## EXERCISE A:
Duplicate the text from the passage about Kawasaki's wrestling career, from "Kawasaki was a young" up to and including "Olympics in Munich.".
## EXERCISE B:
Pick up the passage about Kawasaki's wrestling career after its last sentence and continue it.

## EXTRACT PROVIDED:
== == ==

Kawasaki was a young kid when that happened, and he took up the martial art right away.
“My vision was to represent Canada at the Olympics,” he said.
He was already an accomplished fighter when he went to Lakehead University, where he was a collegiate athlete in both judo — a club he started at the northern Ontario school — and freestyle wrestling, a sport in which he found plenty of applications for his judo training and quickly excelled. He had success in judo outside of the university circuit as well, winning the Canadian championship in 1971 and 1973, but not in 1972, when a win would have taken him to the Olympics in Munich.
“That kind of devastated me,” he said. “I got very discouraged with judo, but it was my passion.”
He continued to excel in wrestling and by 1975, Kawasaki was a Canadian champion in freestyle wrestling and had placed third at the Pan-Am Games. He was Canada’s presumed representative for the Montreal Olympics the following year, but tore his anterior-cruciate ligament in his knee. Kawasaki said he was Canada’s first arthroscopic ACL surgery recipient and received a new ligament made out of Gore-Tex — “it was experimental” — and was told his recovery would take a year.
“I was sitting there, dejected, out two to three weeks after my surgery, and I got a call from Montreal,” he said. “It was Canada’s Greco-Roman wrestling coach.”

== == ==

[Data entries]
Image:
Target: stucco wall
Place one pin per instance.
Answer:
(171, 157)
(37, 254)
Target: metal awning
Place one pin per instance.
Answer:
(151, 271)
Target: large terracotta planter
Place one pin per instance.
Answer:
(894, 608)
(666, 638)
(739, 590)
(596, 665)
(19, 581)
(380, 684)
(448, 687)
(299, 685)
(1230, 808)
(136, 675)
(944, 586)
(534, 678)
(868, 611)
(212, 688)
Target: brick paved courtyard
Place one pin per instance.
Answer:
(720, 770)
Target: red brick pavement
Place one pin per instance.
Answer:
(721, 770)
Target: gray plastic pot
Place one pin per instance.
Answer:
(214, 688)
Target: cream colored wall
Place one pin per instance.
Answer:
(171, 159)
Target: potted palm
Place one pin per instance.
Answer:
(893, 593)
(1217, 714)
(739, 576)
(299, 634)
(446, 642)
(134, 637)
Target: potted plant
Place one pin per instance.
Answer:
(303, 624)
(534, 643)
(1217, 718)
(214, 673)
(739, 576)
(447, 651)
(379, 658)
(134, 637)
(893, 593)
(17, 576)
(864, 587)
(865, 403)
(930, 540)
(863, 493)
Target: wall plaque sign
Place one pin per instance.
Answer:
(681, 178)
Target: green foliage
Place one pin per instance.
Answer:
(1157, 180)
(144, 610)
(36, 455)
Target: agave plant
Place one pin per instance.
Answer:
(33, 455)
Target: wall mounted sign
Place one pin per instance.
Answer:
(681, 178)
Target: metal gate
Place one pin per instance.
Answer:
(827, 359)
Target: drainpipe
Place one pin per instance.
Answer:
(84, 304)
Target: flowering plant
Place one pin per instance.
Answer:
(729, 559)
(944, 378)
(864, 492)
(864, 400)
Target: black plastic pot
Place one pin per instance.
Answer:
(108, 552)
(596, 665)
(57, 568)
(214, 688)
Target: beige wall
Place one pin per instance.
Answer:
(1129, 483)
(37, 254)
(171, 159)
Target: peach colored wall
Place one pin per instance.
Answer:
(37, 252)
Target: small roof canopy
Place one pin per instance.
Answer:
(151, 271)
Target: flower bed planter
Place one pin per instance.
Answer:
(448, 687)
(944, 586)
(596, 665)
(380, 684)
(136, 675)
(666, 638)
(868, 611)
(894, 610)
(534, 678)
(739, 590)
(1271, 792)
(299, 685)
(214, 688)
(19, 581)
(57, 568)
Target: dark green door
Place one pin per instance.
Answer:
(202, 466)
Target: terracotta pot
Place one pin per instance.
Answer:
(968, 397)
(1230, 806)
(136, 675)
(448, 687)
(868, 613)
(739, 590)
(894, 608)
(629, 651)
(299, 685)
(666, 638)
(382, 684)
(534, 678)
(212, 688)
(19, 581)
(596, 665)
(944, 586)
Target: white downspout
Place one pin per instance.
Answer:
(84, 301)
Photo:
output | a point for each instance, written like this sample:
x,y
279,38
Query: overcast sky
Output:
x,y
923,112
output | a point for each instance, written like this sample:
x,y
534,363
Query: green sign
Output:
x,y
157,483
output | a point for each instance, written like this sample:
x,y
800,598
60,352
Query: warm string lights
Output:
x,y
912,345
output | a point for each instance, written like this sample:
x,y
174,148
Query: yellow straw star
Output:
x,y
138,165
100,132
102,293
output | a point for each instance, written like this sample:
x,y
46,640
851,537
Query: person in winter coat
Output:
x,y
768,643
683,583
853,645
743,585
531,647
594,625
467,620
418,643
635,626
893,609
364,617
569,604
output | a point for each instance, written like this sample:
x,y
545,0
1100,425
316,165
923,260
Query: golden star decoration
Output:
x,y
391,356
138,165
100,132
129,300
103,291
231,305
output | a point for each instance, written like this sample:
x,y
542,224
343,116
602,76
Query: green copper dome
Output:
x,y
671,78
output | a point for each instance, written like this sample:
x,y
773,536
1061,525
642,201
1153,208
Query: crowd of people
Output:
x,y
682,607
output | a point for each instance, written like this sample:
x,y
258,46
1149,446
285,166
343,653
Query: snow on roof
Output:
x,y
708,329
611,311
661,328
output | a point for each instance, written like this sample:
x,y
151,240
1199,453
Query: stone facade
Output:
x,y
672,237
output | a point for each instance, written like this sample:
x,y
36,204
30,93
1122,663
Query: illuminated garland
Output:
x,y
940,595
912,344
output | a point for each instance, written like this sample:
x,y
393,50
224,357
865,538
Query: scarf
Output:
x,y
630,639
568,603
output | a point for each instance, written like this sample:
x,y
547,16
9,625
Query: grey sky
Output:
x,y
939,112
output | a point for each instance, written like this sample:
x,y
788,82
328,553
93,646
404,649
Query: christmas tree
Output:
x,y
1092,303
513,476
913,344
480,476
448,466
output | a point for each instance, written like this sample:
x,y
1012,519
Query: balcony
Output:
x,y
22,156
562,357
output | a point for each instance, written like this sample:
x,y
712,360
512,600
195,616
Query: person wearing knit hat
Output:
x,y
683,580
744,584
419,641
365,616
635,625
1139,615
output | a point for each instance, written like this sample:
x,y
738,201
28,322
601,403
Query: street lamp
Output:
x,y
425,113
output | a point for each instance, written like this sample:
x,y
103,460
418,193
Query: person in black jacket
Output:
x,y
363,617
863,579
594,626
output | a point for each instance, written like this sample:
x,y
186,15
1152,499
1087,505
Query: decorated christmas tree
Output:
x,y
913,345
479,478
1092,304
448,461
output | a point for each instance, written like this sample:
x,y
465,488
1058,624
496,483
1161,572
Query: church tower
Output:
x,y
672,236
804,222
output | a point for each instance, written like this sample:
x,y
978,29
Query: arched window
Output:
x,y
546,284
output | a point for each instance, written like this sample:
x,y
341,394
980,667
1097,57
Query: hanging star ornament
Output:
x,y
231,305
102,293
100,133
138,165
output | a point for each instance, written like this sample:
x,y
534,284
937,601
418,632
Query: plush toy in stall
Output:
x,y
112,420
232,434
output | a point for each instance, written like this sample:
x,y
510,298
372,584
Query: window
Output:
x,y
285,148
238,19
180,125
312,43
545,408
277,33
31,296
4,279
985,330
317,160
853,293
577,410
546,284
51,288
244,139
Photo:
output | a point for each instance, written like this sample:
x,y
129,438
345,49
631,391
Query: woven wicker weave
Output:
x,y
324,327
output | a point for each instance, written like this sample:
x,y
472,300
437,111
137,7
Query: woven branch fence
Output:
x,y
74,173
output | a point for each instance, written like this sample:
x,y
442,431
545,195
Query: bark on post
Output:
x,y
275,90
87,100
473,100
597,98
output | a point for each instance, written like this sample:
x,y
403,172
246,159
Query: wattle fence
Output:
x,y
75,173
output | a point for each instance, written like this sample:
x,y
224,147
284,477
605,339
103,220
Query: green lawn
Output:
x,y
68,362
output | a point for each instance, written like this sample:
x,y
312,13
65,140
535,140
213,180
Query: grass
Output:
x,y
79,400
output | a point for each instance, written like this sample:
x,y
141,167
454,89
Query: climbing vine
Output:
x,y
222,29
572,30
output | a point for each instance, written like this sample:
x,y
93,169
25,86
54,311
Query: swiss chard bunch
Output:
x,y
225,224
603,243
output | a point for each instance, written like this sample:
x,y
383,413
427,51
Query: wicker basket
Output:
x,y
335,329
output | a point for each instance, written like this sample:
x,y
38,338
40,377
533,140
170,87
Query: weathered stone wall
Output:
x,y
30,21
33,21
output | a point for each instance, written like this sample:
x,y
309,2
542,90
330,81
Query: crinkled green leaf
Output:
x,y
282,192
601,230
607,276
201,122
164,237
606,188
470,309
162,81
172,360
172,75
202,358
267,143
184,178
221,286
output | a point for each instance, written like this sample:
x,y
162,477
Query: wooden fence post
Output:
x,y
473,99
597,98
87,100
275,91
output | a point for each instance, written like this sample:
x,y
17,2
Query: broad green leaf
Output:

== == ==

## ANSWER SECTION A:
Kawasaki was a young kid when that happened, and he took up the martial art right away.
“My vision was to represent Canada at the Olympics,” he said.
He was already an accomplished fighter when he went to Lakehead University, where he was a collegiate athlete in both judo — a club he started at the northern Ontario school — and freestyle wrestling, a sport in which he found plenty of applications for his judo training and quickly excelled. He had success in judo outside of the university circuit as well, winning the Canadian championship in 1971 and 1973, but not in 1972, when a win would have taken him to the Olympics in Munich.

## ANSWER SECTION B:
Since Greco-Roman wrestlers can only attack from the waist up, it seemed it just might work for an eager wrestler coming off knee surgery. Kawasaki moved to Montreal to train and the rest was history.
Kawasaki trained over 50 Canadian champions
Today, Kawasaki has trained more than 50 Canadian judo champions and over 150 black-belts, attending countless competitions over decades as an athlete, coach and judge.
But back in 1976, despite being a seasoned athlete, competing at the Olympics was overwhelming for him. He advises anyone heading to Paris for the 2024 Summer Games to “focus on the moment,” both in soaking in the experience and focusing on their immediate goals.
“You can’t think too far ahead,” he said. “Your first match is what you focus on. Attack their weaknesses, stay away from their strengths — that’s your strategy. If you think of defending and running as opposed to attacking, or if you are afraid to lose, you will lose.”
Kawasaki said part of his strategy to keep a cool head amid Olympics pressure was a daily jog with his neighbour in the athletes’ village — boxer Sugar Ray Leonard.
“We would get up in the morning and run together. He was a great guy,” Kawasaki said about Leonard, who ended up winning several world titles in different weight classes.
‘I still consider him my coach’
“Kawasaki-Sensei” did end up at the Olympics judo competition, in 2000 at the Sydney Games as coach for Kimberly Ribble-Orr.
“I wouldn’t have made it without Mitch for sure,” she told CBC Hamilton. “He fought for me on the mat and off the mat.”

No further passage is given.